Instructions to follow> What is needed here is an exact copy of all the records below.

[[ Information given, beginning ]]

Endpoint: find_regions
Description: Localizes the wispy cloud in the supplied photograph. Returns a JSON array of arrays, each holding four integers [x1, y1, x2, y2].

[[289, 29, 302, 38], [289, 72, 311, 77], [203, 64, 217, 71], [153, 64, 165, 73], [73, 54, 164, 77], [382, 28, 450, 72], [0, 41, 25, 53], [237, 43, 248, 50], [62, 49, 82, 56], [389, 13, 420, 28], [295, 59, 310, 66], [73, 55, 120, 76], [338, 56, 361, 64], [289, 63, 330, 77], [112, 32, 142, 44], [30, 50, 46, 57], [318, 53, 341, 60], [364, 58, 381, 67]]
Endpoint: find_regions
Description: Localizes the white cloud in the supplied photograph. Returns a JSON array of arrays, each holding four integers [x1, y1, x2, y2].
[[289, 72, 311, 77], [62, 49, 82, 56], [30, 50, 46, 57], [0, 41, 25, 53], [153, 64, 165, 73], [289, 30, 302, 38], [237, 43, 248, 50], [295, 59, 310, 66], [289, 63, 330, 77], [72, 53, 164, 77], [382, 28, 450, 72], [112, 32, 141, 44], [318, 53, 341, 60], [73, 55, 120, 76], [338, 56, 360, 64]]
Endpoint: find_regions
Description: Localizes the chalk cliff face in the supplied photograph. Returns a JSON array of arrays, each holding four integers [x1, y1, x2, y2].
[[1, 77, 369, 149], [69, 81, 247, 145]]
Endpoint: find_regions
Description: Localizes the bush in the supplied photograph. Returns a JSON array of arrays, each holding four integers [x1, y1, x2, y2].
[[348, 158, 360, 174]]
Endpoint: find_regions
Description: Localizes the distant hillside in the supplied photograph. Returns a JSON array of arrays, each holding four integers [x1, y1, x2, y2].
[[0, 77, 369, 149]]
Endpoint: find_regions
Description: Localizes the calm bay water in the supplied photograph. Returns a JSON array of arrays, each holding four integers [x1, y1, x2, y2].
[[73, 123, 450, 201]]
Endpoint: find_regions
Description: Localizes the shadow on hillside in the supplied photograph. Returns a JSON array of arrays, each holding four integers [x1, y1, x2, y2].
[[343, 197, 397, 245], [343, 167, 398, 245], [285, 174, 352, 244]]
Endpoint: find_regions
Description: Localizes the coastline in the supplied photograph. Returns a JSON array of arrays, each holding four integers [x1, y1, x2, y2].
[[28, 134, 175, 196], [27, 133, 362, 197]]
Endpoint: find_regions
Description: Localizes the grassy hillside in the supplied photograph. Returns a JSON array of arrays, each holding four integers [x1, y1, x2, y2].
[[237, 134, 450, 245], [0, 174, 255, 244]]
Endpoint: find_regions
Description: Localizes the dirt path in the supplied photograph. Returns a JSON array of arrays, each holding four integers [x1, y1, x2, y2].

[[ Information given, end ]]

Answer area>
Endpoint: find_regions
Description: Localizes the wispy cloud in the supplied photograph. Returns a JSON array of arrays, each holding four integers [x1, y1, x2, y2].

[[289, 29, 302, 38], [289, 72, 311, 77], [203, 64, 217, 71], [153, 64, 165, 73], [73, 54, 164, 77], [382, 28, 450, 72], [0, 41, 25, 53], [237, 43, 248, 50], [62, 49, 82, 56], [389, 13, 420, 28], [295, 59, 310, 66], [73, 55, 120, 76], [338, 56, 361, 64], [289, 63, 330, 77], [112, 32, 142, 44], [30, 50, 46, 57], [318, 53, 341, 60], [364, 58, 381, 67]]
Endpoint: find_regions
Description: Localizes the white cloud in the supplied photograph. Returns a JSON array of arrays, each holding four integers [x1, y1, x2, y2].
[[289, 72, 311, 77], [62, 49, 82, 56], [30, 50, 46, 57], [0, 41, 25, 53], [153, 64, 165, 73], [289, 30, 302, 38], [237, 43, 248, 50], [295, 59, 310, 66], [289, 63, 330, 77], [72, 53, 164, 77], [382, 28, 450, 72], [112, 32, 141, 44], [318, 53, 341, 60], [73, 55, 120, 76], [338, 56, 360, 64]]
Endpoint: find_regions
Description: Localizes the chalk cliff face in the supplied photograph. Returns a JSON array of arrays, each holding four integers [x1, y1, x2, y2].
[[1, 77, 369, 149], [69, 81, 247, 145]]
Endpoint: find_regions
Description: Localizes the bush in the supplied photograph. Returns a JSON array of arrays, each holding four integers [x1, y1, x2, y2].
[[348, 158, 360, 174]]
Endpoint: find_regions
Description: Localizes the distant hillside in the supplied photograph. Returns a JSON array of arrays, each holding four integers [x1, y1, x2, y2].
[[0, 77, 369, 149]]
Endpoint: find_regions
Description: Localizes the calm bay water in the supplied photograph. Returns a JSON array of arrays, each holding four integers [x1, y1, x2, y2].
[[73, 123, 450, 201]]
Endpoint: find_regions
Description: Localizes the shadow on hillside in the supplied photograph. Returns a JSON array of arrays, each holding four integers [x1, y1, x2, y2].
[[343, 197, 397, 245], [343, 167, 398, 245], [285, 174, 352, 244]]
Endpoint: find_regions
Description: Localizes the coastline in the supplied photograph. Returns a JSON array of arrays, each holding four integers [x1, y1, x2, y2].
[[28, 134, 175, 196], [27, 133, 362, 197]]
Endpoint: find_regions
Description: Localizes the grassy hillside in the supplied photograph. Returns a JSON array of arrays, each holding four integers [x1, y1, x2, y2].
[[237, 134, 450, 245], [0, 174, 255, 244]]
Endpoint: find_regions
Description: Localizes the dirt path in the supplied photograph. Returns a JSON array of arrays, each holding four integers [x1, y1, x2, y2].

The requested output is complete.